-- Provided information follows --

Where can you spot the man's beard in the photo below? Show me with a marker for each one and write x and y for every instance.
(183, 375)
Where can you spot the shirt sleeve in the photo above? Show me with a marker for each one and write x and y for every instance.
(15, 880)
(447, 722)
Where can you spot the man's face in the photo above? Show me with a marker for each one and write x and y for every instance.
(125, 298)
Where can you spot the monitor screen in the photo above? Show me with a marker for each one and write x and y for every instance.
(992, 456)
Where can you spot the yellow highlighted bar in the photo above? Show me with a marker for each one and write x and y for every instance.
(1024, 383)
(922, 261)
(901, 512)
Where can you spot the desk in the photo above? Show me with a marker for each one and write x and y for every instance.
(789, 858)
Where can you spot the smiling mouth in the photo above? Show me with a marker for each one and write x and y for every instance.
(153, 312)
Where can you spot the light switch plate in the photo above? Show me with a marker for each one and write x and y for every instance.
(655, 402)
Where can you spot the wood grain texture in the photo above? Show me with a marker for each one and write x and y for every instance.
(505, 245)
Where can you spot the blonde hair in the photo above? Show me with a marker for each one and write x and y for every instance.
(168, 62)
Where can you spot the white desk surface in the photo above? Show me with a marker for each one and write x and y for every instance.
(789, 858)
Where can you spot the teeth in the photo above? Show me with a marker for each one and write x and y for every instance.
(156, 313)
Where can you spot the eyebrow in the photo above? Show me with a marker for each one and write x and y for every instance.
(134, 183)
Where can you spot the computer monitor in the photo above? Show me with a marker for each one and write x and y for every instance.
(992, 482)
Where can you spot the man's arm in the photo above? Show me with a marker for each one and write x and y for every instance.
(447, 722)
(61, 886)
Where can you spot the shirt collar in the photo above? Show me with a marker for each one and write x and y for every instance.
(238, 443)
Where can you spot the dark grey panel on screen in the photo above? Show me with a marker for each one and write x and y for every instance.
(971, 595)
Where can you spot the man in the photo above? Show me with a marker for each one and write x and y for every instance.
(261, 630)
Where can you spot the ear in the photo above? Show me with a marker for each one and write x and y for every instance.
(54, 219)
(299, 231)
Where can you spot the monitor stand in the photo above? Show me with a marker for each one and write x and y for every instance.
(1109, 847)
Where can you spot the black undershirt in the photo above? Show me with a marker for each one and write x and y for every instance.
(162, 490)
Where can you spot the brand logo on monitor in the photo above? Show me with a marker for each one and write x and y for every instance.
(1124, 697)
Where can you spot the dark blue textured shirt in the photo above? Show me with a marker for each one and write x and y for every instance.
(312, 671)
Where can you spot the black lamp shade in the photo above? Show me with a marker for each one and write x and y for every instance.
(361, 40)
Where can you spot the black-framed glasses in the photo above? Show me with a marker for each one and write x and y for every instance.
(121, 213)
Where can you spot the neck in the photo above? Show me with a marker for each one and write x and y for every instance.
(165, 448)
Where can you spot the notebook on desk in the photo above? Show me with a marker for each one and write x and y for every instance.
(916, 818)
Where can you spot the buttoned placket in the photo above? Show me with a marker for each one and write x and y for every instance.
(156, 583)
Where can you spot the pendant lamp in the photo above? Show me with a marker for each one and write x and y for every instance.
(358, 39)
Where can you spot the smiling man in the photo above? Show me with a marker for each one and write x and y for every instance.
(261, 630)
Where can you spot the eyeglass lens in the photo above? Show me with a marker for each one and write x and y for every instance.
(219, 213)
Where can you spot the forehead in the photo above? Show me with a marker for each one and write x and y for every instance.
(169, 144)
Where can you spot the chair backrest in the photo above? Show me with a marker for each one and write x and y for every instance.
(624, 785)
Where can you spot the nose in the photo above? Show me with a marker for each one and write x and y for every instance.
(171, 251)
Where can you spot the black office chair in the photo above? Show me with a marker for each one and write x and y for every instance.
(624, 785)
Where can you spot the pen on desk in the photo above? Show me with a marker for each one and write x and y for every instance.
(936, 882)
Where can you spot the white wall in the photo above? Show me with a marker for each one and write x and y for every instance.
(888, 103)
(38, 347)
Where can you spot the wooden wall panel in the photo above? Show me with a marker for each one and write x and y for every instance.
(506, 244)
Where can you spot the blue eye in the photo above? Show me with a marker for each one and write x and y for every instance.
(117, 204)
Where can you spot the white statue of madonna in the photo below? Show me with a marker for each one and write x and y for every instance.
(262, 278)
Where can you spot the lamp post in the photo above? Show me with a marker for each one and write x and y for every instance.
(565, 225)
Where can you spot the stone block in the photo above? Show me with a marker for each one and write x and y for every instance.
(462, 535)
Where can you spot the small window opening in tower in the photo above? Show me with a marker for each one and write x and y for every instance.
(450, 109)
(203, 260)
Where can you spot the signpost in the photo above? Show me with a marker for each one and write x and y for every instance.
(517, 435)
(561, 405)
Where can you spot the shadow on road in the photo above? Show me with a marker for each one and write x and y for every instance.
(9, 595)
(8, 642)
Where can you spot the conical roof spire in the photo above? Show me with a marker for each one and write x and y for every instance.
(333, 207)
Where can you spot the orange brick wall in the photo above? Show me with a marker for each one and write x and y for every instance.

-- Provided information concluded --

Exercise details: Your answer should be the records themselves, returned word for word.

Solution for this problem:
Where can you spot the man's beard in the photo below? Show me with a marker for each one and write x and y for every instance.
(183, 375)
Where can you spot the shirt sleeve in the photo above? Show me with a marker for each one and write x and y for every instance.
(15, 880)
(447, 722)
Where can you spot the man's face in the photo above? Show me with a marker for each one and write x and y for every instance.
(125, 298)
Where can you spot the monitor screen in the photo above? Show me with a marker for each one and write x and y for every instance.
(992, 456)
Where can you spot the yellow highlighted bar in the photo above? Show me with a marker for each one and write x and y for every instance.
(1024, 383)
(922, 261)
(901, 512)
Where can you spot the desk in the photo above? Show me with a marker for each one and write x and y for every instance.
(789, 858)
Where can you spot the smiling mouth in the photo above? Show me with a marker for each one and write x and y for every instance.
(153, 312)
Where can you spot the light switch plate in the photo above? Show me with a marker for each one and write x and y for every instance.
(655, 402)
Where can you spot the wood grain texture in the photo above? Show me with a marker for each one and write x and y for every instance.
(505, 245)
Where can you spot the blonde hair in the photo above? Show me with a marker for each one and write x and y for every instance.
(168, 62)
Where can you spot the white desk surface in the photo above? Show me with a marker for each one and write x and y for every instance.
(789, 858)
Where can you spot the teeth in the photo above? Show me with a marker for each one and write x and y for every instance.
(156, 313)
Where can you spot the eyebrow in the photo above? Show me with a marker for each one and write x and y for every instance.
(134, 183)
Where can you spot the computer monitor in the photo above? Show me with a marker for each one and write x and y for every instance.
(992, 482)
Where can you spot the man's arm in the photo above? Show me with a marker for each one and write x and y for every instance.
(447, 722)
(61, 886)
Where can you spot the shirt collar in the photo above? Show me with a marker for each one and write x and y for every instance.
(238, 443)
Where can you spot the dark grey panel on screen in the photo above? Show me with a marker for each one and write x and y for every instance.
(971, 595)
Where can you spot the man in the photo above? Show me with a marker for each one and write x and y for every instance.
(261, 630)
Where can you spot the ear in the photo above? Show me with a marker for each one and write x and y for every instance.
(54, 219)
(299, 231)
Where can you spot the monitor stand in the photo above? Show me with a marker for each one and write x and y for every instance.
(1109, 847)
Where can you spot the black undershirt in the photo above? Show me with a marker for each one and write x and y for every instance.
(162, 490)
Where can you spot the brand logo on monitor in the photo above? Show me with a marker for each one and write x and y for every instance.
(1124, 697)
Where can you spot the dark blue textured shirt in the photo above? Show me with a marker for each one and write x and y for every instance.
(312, 671)
Where can you spot the black lamp shade in the photo above? Show me with a marker for each one and write x and y for every instance.
(361, 40)
Where can you spot the black-framed glasses in the photo above? Show me with a marker for each one and write x and y for every instance.
(121, 213)
Where can you spot the neck in the photo above? Show me with a marker for each one and write x and y for every instance.
(165, 448)
Where can you spot the notebook on desk in the photo above? Show me with a marker for each one and write x and y for every instance.
(916, 818)
Where can you spot the buttoned placket in the photo above? Show me with a marker for each one and write x and y for every instance.
(156, 583)
Where can you spot the pendant lamp in the photo above? Show me with a marker for each one and write x and y for every instance.
(358, 39)
Where can you spot the smiling man in the photo above? Show me with a marker for each one and write x and y for every instance.
(261, 630)
Where can you spot the eyeglass lens in the photo above? Show me with a marker for each one and write x and y for every instance.
(219, 213)
Where can you spot the forehead in the photo above? Show me with a marker for each one and write x and y for every instance.
(169, 144)
Where can you spot the chair backrest in the photo above? Show me with a marker for each one and write x and y for every instance.
(624, 785)
Where can you spot the nose in the photo above? Show me with a marker for each one and write x and y for every instance.
(171, 251)
Where can you spot the black office chair in the photo above? Show me with a marker for each one and write x and y for every instance.
(624, 785)
Where can you spot the pen on desk in the photo above? Show me with a marker for each one and write x and y for every instance.
(936, 882)
Where can you spot the white wall in the photo above? Show me with a marker for each one and write x and y for every instance.
(888, 103)
(38, 347)
Where can you spot the wooden wall panel in the photo above? Show me with a marker for each one and write x and y for every instance.
(506, 244)
Where can you spot the blue eye in the photo above? Show me with a marker for each one and write x and y for every instance.
(117, 204)
Where can you spot the white statue of madonna in the photo below? Show me with a marker for each one and write x and y for every instance.
(262, 278)
Where can you spot the lamp post in the photo above? Show me with a marker for each one and write x and y for every instance.
(565, 225)
Where can you spot the stone block in the photo above? Show me with a marker for each one and write x and y for every instance.
(462, 535)
Where can you spot the small window opening in tower in the photo above? Show me with a marker for each one and write x and y for every instance.
(450, 109)
(203, 260)
Where can you spot the signpost in the photo above? Show me with a marker for each one and write x and y for every instance.
(517, 435)
(561, 405)
Where can you spot the shadow on road in the photo above? Show me with a marker for each one and write x and y for every instance.
(9, 595)
(8, 642)
Where can you spot the conical roof spire in the photo above? Show me with a marker for each one and write x and y for every instance.
(333, 207)
Where can you spot the orange brick wall in the photo above? Show me with a marker for each one and write x and y for every instance.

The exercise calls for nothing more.